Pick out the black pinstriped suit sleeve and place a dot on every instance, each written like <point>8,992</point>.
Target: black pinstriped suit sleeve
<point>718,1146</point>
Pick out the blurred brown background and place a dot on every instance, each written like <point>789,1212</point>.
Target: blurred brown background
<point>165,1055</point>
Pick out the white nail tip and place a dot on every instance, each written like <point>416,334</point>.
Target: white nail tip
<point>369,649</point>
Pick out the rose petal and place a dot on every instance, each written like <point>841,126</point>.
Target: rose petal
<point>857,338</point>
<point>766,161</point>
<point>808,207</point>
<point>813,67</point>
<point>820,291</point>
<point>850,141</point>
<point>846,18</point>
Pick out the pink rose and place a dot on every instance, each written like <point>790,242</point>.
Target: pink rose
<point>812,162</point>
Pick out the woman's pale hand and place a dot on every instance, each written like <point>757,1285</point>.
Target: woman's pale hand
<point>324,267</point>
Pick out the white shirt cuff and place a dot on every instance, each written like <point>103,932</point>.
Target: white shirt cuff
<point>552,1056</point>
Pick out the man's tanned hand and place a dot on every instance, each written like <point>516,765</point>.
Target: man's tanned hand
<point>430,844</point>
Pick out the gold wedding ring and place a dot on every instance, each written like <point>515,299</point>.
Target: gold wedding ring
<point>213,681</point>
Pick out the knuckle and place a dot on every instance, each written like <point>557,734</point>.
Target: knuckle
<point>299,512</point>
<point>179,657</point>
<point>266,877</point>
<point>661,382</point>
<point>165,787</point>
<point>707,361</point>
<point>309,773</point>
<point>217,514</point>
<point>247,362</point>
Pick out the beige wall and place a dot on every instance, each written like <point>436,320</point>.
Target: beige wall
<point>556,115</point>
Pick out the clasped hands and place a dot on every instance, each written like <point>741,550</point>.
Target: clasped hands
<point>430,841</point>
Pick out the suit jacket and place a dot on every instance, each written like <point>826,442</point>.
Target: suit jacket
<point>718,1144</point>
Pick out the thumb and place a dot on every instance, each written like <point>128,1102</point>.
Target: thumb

- WRITTEN REQUEST
Arrange the lines above as a Markdown table with the columns "Row" and "Line", numbering each line in order and omitting any blank lines.

- TASK SOLUTION
| Row | Line |
|---|---|
| 1 | Pick out the black pinstriped suit sleeve and place a dot on every instance, each written like <point>8,992</point>. |
| 2 | Target: black pinstriped suit sleeve |
| 3 | <point>718,1146</point> |
| 4 | Pick out the blurred brown background and place a dot on every instance, each written like <point>789,1212</point>. |
| 5 | Target: blurred brown background |
| 6 | <point>165,1055</point> |
| 7 | Pick out the white nail tip and place a dot on every instance, each written like <point>416,334</point>. |
| 8 | Target: white nail tip |
| 9 | <point>369,649</point> |
| 10 | Pick out the rose petal and place a dot on every instance, each written like <point>841,126</point>. |
| 11 | Target: rose petal |
| 12 | <point>857,338</point> |
| 13 | <point>766,161</point> |
| 14 | <point>808,207</point> |
| 15 | <point>813,67</point> |
| 16 | <point>820,291</point> |
| 17 | <point>850,141</point> |
| 18 | <point>846,18</point> |
| 19 | Pick out the pink rose and place a dot on every instance, each written like <point>790,242</point>. |
| 20 | Target: pink rose |
| 21 | <point>812,162</point> |
| 22 | Pick out the woman's pale hand and place a dot on every instance, each written like <point>757,1285</point>. |
| 23 | Target: woman's pale hand |
| 24 | <point>324,267</point> |
| 25 | Pick out the white shirt cuff and place a dot on every instance, each written like <point>103,932</point>. |
| 26 | Target: white shirt cuff |
| 27 | <point>552,1056</point> |
| 28 | Pick out the man's tanned hand and place a dot on every instance, each written like <point>516,765</point>. |
| 29 | Target: man's tanned hand |
| 30 | <point>430,844</point> |
| 31 | Pick out the gold wedding ring and place a dot on every instance, each written like <point>515,299</point>. |
| 32 | Target: gold wedding ring |
| 33 | <point>213,681</point> |
| 34 | Pick out the knuckle and place a dot on every instance, each written like <point>557,734</point>. |
| 35 | Target: knuckle |
| 36 | <point>299,512</point> |
| 37 | <point>179,657</point> |
| 38 | <point>266,877</point> |
| 39 | <point>661,382</point> |
| 40 | <point>165,787</point> |
| 41 | <point>707,361</point> |
| 42 | <point>309,773</point> |
| 43 | <point>217,514</point> |
| 44 | <point>247,362</point> |
| 45 | Pick out the beige wall and place a dot on every instance, each written like <point>436,320</point>. |
| 46 | Target: beige wall |
| 47 | <point>556,115</point> |
| 48 | Pick out the clasped hands and place a dot on every instance, each written like <point>741,550</point>. |
| 49 | Target: clasped hands |
| 50 | <point>430,841</point> |
| 51 | Pick out the suit jacket and place a dot on every instance, each written like <point>826,442</point>. |
| 52 | Target: suit jacket |
| 53 | <point>718,1144</point> |
| 54 | Pick out the thumb and place a dot on every instance, each written like <point>128,1102</point>. |
| 55 | Target: thumb |